# [Do this]
Reproduce every one of the records below word for word, leaving out the pictures.

# [Provided data]
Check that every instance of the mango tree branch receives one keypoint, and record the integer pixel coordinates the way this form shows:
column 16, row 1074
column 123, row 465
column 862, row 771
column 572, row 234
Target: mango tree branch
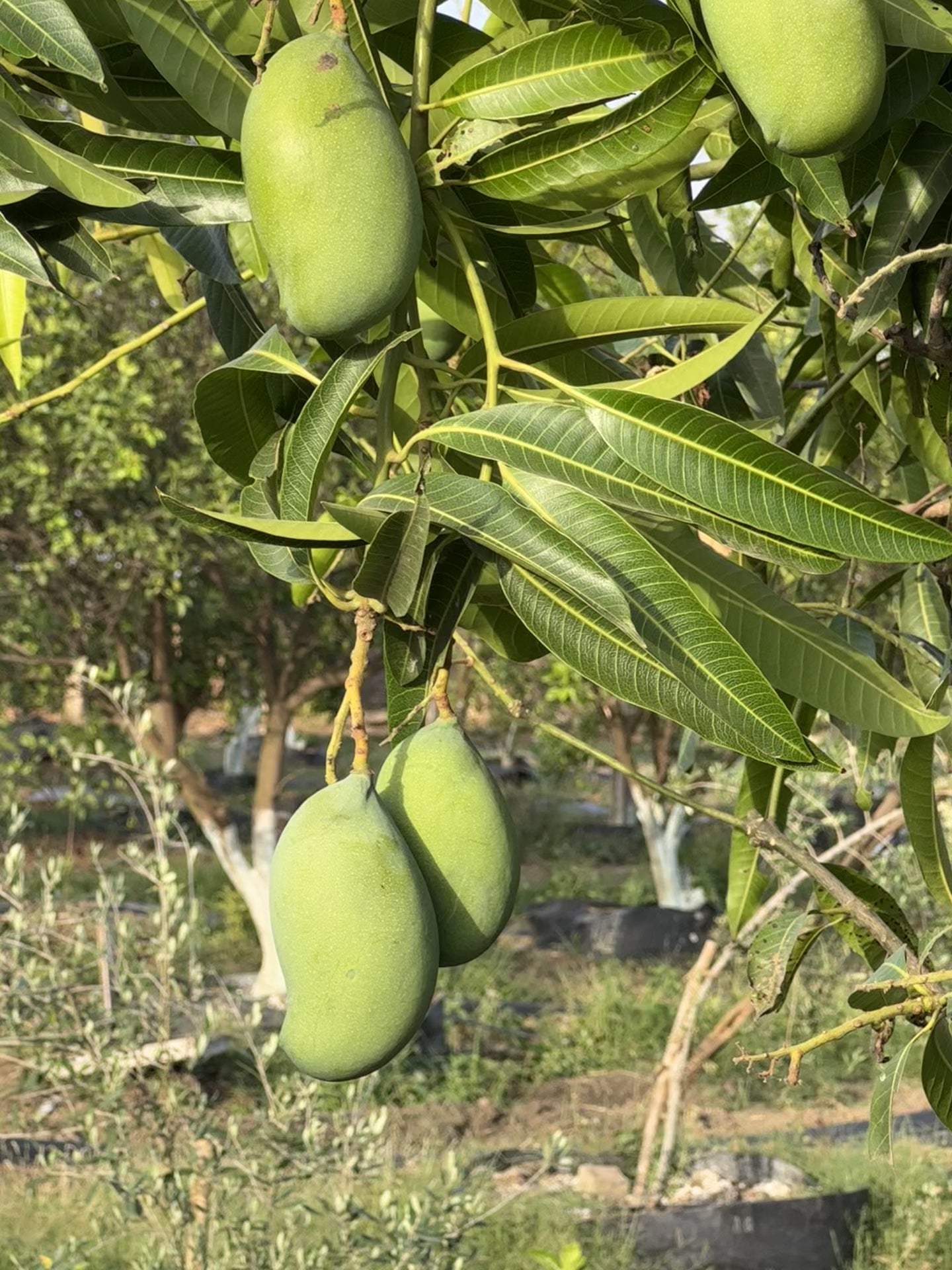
column 920, row 1007
column 766, row 835
column 848, row 306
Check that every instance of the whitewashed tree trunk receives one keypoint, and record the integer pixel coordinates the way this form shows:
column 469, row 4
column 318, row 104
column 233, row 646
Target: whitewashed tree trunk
column 74, row 698
column 235, row 757
column 252, row 886
column 666, row 829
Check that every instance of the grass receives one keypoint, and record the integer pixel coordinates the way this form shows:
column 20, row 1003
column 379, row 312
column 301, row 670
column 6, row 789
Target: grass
column 594, row 1017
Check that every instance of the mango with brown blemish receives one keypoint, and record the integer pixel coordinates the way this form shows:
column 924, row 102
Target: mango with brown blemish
column 332, row 189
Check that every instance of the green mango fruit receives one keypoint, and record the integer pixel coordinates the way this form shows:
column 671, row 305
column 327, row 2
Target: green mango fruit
column 455, row 821
column 354, row 931
column 440, row 338
column 332, row 189
column 811, row 74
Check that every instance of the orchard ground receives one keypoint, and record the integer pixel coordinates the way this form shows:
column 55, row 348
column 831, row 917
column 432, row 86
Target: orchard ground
column 579, row 1064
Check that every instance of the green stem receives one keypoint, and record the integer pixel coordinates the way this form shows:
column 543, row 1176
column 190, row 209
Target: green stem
column 813, row 418
column 918, row 1009
column 420, row 91
column 725, row 265
column 484, row 316
column 518, row 710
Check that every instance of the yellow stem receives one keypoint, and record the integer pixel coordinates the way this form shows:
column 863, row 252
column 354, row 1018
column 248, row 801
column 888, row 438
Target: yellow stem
column 111, row 359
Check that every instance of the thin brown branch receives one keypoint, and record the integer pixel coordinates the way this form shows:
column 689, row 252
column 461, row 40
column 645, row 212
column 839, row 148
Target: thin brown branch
column 768, row 837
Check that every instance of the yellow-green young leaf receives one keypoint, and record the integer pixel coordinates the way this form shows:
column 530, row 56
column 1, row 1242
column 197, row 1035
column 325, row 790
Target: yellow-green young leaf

# [Finished answer]
Check that every instance of the mango tree branch receives one keypoint, and record the integer pixel coordinates the way this form shows:
column 16, row 1074
column 123, row 465
column 862, row 771
column 572, row 234
Target: mango tree branch
column 920, row 1007
column 766, row 835
column 848, row 306
Check that every instance of the whitewashed tree trunk receives one keypoint, and record the integer pixel coordinates the way this form shows:
column 469, row 4
column 318, row 104
column 233, row 646
Target: whitewashed tree trunk
column 74, row 698
column 235, row 757
column 252, row 886
column 666, row 829
Check that every instance of the grass receives one keypoint, and record the integer pixel coordinates the way this form shows:
column 20, row 1003
column 379, row 312
column 301, row 670
column 6, row 789
Target: grass
column 594, row 1017
Check that every instance of the mango with brown blemish receives one keypoint, and record the integer pixel coordinates the way this form shows:
column 924, row 102
Target: mango with brown blemish
column 332, row 189
Check that every instance of the green mango fruit receives one keypoint, and record the integer pixel coordinates the way this form shows:
column 671, row 305
column 327, row 2
Target: green mango fruit
column 455, row 821
column 354, row 931
column 440, row 338
column 332, row 189
column 811, row 74
Check that every instance of the orchard ground receives one keypoint, and record the integer pixel coordinates the way this form shows:
column 55, row 348
column 831, row 917
column 432, row 86
Target: orchard ground
column 579, row 1064
Check that every instance of the green stem receives one keypoint, and record the integer pixel coordinates the way this form shows:
column 543, row 1176
column 190, row 209
Target: green stem
column 813, row 418
column 918, row 1009
column 420, row 91
column 725, row 265
column 484, row 316
column 518, row 710
Check that every instance of the yellow stem receives one keypoint, and record the integer pixel coordinates the way this form shows:
column 863, row 252
column 354, row 1018
column 248, row 801
column 888, row 438
Target: yellow stem
column 111, row 359
Check that every instance of the thin brown branch receives one keypoint, and record the integer pixel coordinates the way this form shows:
column 689, row 252
column 461, row 40
column 645, row 212
column 839, row 148
Target: thin brown branch
column 768, row 837
Check that every instance of the yellow-green young leaf receives one keypoint, and record the integer pixel coordinates the way this form shows:
column 530, row 56
column 1, row 1242
column 197, row 1035
column 325, row 790
Target: yellow-green young leaf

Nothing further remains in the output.